%%

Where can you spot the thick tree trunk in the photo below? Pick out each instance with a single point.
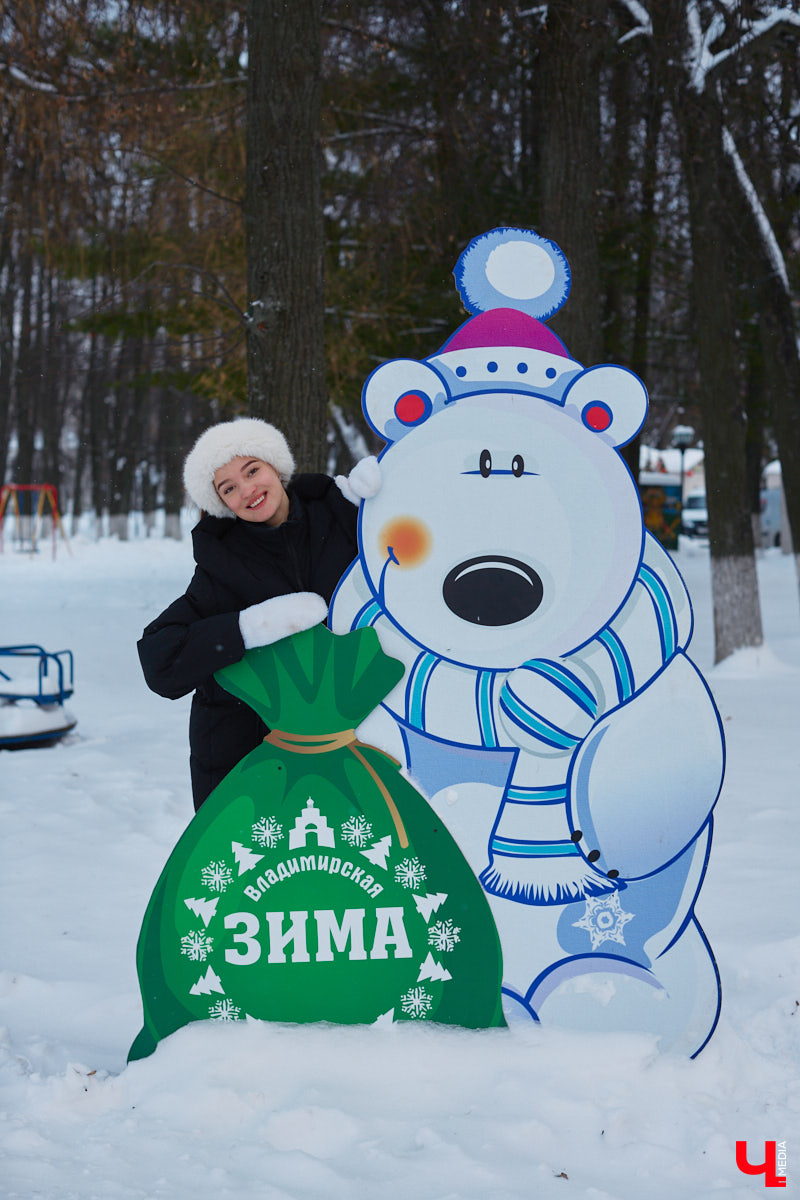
(283, 225)
(737, 612)
(569, 160)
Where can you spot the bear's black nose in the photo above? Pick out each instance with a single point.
(492, 591)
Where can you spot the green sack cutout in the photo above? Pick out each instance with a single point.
(316, 883)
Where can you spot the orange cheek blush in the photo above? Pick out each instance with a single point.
(409, 540)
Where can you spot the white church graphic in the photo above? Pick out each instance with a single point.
(311, 819)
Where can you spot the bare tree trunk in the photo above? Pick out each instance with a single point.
(570, 165)
(737, 611)
(283, 225)
(172, 426)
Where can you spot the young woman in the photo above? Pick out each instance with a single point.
(270, 550)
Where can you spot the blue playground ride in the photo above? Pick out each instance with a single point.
(34, 685)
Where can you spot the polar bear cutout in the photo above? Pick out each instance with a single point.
(548, 708)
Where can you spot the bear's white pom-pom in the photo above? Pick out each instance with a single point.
(512, 268)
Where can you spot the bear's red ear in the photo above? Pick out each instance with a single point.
(608, 400)
(401, 395)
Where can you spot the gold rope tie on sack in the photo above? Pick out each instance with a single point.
(346, 739)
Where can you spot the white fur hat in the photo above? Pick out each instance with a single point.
(227, 441)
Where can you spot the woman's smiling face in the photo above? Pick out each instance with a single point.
(252, 490)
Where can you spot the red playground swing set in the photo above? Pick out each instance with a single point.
(47, 495)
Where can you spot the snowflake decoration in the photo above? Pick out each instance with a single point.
(224, 1011)
(196, 947)
(444, 935)
(356, 832)
(603, 919)
(410, 873)
(416, 1002)
(216, 876)
(268, 832)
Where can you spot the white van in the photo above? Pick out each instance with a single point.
(771, 516)
(695, 517)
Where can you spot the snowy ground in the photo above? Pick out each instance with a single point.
(306, 1113)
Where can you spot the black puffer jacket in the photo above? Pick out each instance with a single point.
(241, 563)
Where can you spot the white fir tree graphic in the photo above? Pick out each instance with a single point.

%%

Every line from the line containing "Where can you spot the white fur" to the last line of the material above must be repeated exactly, and no other line.

[SOLVED PROBLEM]:
Where can you spot the white fur hat in the photo above? Pick out each instance with a single point.
(227, 441)
Where can you spot the woman's smiling face in the photo above? Pick out each instance with a single point.
(252, 490)
Where can you spot the red playground swing set in the photo above? Pick out each instance with a single point.
(47, 495)
Where can you spot the snowflake decoration in the photo above? Pick out each instance with a single point.
(224, 1011)
(196, 947)
(444, 935)
(356, 832)
(603, 919)
(410, 873)
(416, 1002)
(216, 876)
(268, 832)
Where can you spot the white van in the photo above? Pick out each instance with a single point.
(771, 516)
(695, 517)
Where can you spot the snowy ground in the photo above? Pick out each instance with a single point.
(306, 1113)
Where can you spot the black puffer jacket in the photo above? Pick out each instance with a single point.
(241, 563)
Where can you spot the white fir tree graphic in the photo above? Pick out each instance with a single point.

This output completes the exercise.